- [Goal of the exercise]: Counting only lines that contain "instance", how many are there in the records below? Give the figure alone.
-- Provided records follows --
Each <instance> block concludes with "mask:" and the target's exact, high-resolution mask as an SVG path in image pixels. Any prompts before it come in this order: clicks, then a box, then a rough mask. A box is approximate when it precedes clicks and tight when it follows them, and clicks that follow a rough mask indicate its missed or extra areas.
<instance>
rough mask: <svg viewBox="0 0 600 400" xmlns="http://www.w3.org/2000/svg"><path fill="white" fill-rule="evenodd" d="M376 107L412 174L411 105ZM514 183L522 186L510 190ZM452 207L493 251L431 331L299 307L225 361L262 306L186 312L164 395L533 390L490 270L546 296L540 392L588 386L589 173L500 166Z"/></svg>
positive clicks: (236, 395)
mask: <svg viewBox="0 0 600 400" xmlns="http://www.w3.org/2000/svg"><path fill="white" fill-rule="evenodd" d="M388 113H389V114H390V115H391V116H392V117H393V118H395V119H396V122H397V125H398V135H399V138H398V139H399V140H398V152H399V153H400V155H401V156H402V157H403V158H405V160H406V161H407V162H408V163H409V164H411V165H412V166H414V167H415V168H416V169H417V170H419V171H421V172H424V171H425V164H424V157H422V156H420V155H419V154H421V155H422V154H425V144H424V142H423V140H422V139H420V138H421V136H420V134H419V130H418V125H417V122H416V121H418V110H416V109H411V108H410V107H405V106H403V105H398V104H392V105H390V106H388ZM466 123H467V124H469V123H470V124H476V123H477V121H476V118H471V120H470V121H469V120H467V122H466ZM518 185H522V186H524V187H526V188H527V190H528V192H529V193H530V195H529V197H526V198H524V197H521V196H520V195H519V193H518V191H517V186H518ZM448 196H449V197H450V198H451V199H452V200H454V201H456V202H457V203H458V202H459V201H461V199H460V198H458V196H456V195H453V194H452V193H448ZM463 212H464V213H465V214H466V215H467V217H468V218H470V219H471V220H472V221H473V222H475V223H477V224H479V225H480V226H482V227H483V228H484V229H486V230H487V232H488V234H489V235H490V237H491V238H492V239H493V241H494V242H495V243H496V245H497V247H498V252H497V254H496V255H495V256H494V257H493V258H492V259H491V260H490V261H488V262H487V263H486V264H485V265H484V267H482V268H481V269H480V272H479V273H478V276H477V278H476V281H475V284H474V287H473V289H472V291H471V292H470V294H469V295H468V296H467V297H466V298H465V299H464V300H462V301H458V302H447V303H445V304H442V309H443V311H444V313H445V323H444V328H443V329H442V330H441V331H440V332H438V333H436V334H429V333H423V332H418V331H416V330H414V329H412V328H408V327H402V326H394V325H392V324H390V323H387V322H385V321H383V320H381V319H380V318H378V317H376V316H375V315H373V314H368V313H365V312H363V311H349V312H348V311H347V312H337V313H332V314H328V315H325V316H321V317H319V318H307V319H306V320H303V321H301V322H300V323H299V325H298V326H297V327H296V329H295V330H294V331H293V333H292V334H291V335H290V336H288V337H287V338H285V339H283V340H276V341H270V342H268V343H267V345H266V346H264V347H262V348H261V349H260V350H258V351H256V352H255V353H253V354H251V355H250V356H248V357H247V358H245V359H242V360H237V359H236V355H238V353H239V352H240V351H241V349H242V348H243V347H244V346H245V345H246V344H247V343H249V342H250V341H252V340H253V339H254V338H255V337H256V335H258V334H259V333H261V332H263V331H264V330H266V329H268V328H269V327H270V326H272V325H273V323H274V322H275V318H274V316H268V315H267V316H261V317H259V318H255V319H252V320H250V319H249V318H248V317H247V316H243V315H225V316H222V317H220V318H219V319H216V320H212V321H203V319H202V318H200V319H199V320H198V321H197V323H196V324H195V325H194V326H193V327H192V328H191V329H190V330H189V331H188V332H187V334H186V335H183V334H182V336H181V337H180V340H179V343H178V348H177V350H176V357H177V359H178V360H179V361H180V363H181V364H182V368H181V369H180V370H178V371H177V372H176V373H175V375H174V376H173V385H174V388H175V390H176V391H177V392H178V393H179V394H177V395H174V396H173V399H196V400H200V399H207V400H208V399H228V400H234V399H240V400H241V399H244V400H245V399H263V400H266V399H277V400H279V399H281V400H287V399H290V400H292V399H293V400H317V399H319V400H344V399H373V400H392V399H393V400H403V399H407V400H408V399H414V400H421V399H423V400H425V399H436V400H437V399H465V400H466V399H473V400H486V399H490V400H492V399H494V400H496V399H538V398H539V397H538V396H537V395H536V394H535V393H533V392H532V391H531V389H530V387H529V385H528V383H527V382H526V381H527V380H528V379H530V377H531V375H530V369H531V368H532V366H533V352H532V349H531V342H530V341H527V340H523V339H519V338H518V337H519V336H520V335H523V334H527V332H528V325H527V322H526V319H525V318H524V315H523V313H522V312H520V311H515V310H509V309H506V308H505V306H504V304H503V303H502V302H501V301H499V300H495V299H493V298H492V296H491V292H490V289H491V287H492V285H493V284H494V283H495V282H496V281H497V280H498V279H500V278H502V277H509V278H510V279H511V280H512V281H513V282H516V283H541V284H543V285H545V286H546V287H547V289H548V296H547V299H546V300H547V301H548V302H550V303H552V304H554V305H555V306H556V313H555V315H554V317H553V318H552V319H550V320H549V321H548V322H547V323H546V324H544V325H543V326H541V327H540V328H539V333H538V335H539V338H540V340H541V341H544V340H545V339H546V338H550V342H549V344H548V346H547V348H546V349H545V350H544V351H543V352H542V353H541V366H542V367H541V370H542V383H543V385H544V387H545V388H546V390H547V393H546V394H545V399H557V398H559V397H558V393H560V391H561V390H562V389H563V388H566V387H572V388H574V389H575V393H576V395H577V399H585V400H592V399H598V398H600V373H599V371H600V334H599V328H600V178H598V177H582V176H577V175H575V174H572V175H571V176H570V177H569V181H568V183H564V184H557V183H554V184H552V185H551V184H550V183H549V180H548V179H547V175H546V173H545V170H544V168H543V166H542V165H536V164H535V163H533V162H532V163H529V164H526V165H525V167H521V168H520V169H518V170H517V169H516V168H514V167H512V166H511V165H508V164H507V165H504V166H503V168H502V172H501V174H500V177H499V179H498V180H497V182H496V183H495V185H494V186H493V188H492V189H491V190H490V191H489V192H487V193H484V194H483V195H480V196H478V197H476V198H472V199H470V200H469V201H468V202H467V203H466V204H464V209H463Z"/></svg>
-- Provided records concluded --
- [Solution for this problem]: 2